**DIRECTIONS FOR THIS TASK**
Change every occurrence of "Place one point per instance" in the material below to "Mark each instance with one point", and keep all other text unchanged.

[Rows from a pointing dataset]
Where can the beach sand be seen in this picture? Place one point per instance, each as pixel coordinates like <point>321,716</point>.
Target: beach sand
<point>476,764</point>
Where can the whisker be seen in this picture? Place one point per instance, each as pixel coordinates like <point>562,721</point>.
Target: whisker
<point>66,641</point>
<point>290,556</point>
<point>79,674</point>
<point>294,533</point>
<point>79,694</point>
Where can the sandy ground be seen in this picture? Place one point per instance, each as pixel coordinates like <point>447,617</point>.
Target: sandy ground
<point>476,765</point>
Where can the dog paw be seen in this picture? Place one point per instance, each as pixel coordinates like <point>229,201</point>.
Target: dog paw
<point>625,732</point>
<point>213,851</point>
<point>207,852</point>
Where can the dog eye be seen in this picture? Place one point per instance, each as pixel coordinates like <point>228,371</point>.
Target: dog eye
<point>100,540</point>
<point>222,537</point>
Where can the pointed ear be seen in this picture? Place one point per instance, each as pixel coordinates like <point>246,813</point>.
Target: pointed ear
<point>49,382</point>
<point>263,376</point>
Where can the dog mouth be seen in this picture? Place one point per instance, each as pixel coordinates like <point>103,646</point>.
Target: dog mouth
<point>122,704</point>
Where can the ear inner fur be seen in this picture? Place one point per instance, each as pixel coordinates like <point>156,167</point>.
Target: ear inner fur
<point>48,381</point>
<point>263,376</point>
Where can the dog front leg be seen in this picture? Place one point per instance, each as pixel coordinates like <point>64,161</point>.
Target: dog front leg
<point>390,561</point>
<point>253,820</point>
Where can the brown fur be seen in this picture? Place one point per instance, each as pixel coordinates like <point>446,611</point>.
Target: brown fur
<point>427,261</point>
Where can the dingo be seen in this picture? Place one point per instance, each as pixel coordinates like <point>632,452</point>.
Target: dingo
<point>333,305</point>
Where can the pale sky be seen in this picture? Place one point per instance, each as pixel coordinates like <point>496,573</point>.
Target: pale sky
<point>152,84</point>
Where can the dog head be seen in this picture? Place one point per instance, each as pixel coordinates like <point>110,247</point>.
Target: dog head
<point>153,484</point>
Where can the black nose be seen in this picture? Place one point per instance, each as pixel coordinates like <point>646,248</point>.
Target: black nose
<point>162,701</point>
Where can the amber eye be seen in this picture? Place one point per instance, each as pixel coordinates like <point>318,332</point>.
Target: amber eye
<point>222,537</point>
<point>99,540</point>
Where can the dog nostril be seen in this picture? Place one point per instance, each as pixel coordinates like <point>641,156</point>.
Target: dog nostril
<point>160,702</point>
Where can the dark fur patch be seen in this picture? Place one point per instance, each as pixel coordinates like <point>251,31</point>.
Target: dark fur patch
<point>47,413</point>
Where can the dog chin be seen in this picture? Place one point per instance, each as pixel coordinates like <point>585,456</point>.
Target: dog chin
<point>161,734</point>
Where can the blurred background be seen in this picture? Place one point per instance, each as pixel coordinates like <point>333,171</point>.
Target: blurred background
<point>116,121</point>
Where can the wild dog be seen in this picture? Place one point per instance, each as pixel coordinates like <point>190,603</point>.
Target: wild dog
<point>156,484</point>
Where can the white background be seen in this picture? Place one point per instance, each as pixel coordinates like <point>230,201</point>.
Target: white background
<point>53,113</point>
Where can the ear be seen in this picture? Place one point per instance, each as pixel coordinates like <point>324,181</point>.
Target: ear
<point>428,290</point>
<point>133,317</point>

**FINISHED TASK**
Where can the beach sand be seen in this picture? Mark each instance with one point, each as pixel coordinates like <point>321,716</point>.
Target: beach sand
<point>476,764</point>
Where can the whisker be seen in this picture? Mark each instance with one point, each as pixel coordinates like <point>562,721</point>.
Target: whisker
<point>66,641</point>
<point>290,556</point>
<point>79,674</point>
<point>294,533</point>
<point>79,694</point>
Where can the sandy ground be seen in this picture? Mark each instance with one point, each as pixel coordinates like <point>447,617</point>.
Target: sandy ground
<point>476,765</point>
Where can the dog paw be seen in this picture? Mark each instance with one point, each as pixel coordinates like <point>229,201</point>.
Target: dog paw
<point>625,732</point>
<point>213,851</point>
<point>207,852</point>
Where can the dog eye be seen in this picture? Mark each instance with one point, each as pixel coordinates like <point>228,371</point>.
Target: dog eye
<point>100,540</point>
<point>222,537</point>
Where can the pointed ear be seen in this picture? Mark each instance with one point, each as pixel coordinates like <point>246,813</point>.
Target: pointed ear
<point>49,382</point>
<point>263,376</point>
Where can the dog mouth be seen in this picture? Mark each instance with one point, each as pixel coordinates like <point>103,646</point>.
Target: dog mouth
<point>122,704</point>
Where can the ear inner fur be seen in this picture? Mark each instance with one point, each as pixel coordinates like <point>156,167</point>.
Target: ear inner fur
<point>48,381</point>
<point>263,376</point>
Where can the dog front leg be seen in this picture? Mark each instance with one point, each as pixel coordinates like <point>64,161</point>.
Target: dog front leg
<point>390,561</point>
<point>253,820</point>
Where can the brown fur be seen in this picture? Mark each instance with one point, each as pixel coordinates like <point>446,611</point>.
Target: brown fur
<point>427,261</point>
Where can the dingo be seen in this picture? Mark each instance with one point, each as pixel coordinates like <point>632,452</point>.
Target: dingo
<point>333,305</point>
Where can the pale sky be seen in this picture? Mark each instance with one point, each as pixel coordinates like <point>496,573</point>.
Target: pale sky
<point>152,84</point>
Where can the dog head be seen in this picture? Mark each instance with one point, each as pixel coordinates like <point>110,247</point>.
Target: dog head
<point>153,484</point>
Where can the black nose be seen in this picture? Mark each instance with one point, each as pixel coordinates like <point>646,248</point>.
Target: black nose
<point>162,701</point>
Where can the amber eye be seen in this picture? Mark each instance with one point, each as pixel coordinates like <point>318,332</point>.
Target: amber eye
<point>222,537</point>
<point>99,540</point>
Where can the dog nostril be seen in this picture? Mark each instance with one point, each as pixel coordinates like <point>641,156</point>.
Target: dog nostril
<point>160,702</point>
Where can the dark fur patch be seen in this picture? Mark each instance with one point, each as pixel coordinates like <point>251,31</point>.
Target: dark fur patch
<point>47,413</point>
Where can the dog chin be seen in this picture? Mark each instance with one point, each as pixel coordinates like <point>585,456</point>.
Target: dog chin
<point>161,734</point>
Where can the blurred background be seen in this picture? Mark each instance with one point, each as pixel coordinates like <point>333,171</point>.
Target: blurred background
<point>116,121</point>
Where can the wild dog be seen in this picture? Mark each instance with one point, each as pixel coordinates like <point>190,603</point>.
Target: wild dog
<point>156,484</point>
Where can the white background be seen in this picture? Mark each instance with one point, each as pixel coordinates like <point>230,201</point>.
Target: white background
<point>53,113</point>
Where can the ear be seen in this picture? Mark each instance with one point, each as pixel coordinates like <point>324,181</point>.
Target: ear
<point>428,290</point>
<point>133,317</point>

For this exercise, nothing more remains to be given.